### OBJECTIVE:
Please copy the lines below, changing each "one point per instance" to "one point per item" and keeping everything else the same.

### Part of a data file:
____________________

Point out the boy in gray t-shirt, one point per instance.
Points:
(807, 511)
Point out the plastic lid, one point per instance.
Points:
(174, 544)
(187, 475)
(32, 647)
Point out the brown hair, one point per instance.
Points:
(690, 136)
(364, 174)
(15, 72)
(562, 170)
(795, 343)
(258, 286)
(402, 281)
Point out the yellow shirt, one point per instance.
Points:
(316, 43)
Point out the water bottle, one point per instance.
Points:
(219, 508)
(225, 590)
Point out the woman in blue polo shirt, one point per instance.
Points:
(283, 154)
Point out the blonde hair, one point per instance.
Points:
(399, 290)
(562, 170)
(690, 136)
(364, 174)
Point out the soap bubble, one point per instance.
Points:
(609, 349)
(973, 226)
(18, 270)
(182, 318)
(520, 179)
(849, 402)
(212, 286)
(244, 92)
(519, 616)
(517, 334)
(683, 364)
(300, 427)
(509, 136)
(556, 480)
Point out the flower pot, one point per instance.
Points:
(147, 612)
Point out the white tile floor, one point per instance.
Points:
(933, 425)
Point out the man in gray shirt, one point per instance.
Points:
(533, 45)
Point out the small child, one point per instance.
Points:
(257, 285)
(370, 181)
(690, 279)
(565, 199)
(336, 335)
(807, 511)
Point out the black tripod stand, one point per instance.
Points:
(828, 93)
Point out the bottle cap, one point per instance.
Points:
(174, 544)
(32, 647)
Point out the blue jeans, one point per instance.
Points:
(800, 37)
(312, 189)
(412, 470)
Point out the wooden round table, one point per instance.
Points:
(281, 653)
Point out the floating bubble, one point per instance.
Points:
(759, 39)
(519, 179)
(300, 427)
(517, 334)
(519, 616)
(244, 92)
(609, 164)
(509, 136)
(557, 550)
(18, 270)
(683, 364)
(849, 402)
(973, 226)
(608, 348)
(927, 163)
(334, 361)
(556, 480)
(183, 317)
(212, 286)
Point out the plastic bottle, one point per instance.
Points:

____________________

### FINAL ANSWER:
Point out the boy in gray t-shirt, one point per item.
Points:
(807, 511)
Point out the plastic lid, one point per item.
Points:
(174, 544)
(187, 475)
(32, 647)
Point out the brown hair, one point per item.
Points:
(690, 136)
(364, 174)
(15, 72)
(562, 170)
(795, 343)
(258, 286)
(402, 281)
Point out the yellow shirt, one point per item.
Points:
(316, 43)
Point out the water bottle, one point per item.
Points:
(219, 508)
(225, 590)
Point out the woman in blue polo shirt, one point per item.
Points:
(283, 154)
Point out the blonde hair, one point per item.
Points:
(399, 290)
(562, 170)
(690, 136)
(364, 174)
Point out the soap bubble, one point per item.
Points:
(609, 349)
(973, 226)
(18, 270)
(182, 318)
(520, 179)
(849, 402)
(212, 286)
(244, 92)
(519, 616)
(517, 334)
(683, 364)
(300, 427)
(509, 136)
(556, 480)
Point out the flower pot, one point per item.
Points:
(147, 612)
Point out the white tile floor, one point per item.
Points:
(933, 425)
Point out the man in gray shirt, one point per item.
Points:
(533, 45)
Point out the small child, one point per item.
Points:
(257, 285)
(370, 181)
(690, 279)
(565, 199)
(336, 335)
(807, 511)
Point out the black tripod stand, one point per item.
Points:
(828, 93)
Point out the bottle cap, one point per item.
Points:
(174, 544)
(32, 647)
Point out the blue jeans, one point per item.
Points:
(800, 37)
(312, 189)
(412, 470)
Point out the wooden round table, one point per item.
Points:
(281, 653)
Point out the floating bubble, one point per item.
Points:
(759, 39)
(519, 179)
(300, 427)
(517, 334)
(519, 616)
(244, 92)
(609, 164)
(509, 136)
(557, 550)
(18, 270)
(683, 364)
(849, 402)
(973, 226)
(608, 348)
(927, 163)
(334, 361)
(556, 480)
(183, 317)
(212, 286)
Point out the plastic bottle, one point per item.
Points:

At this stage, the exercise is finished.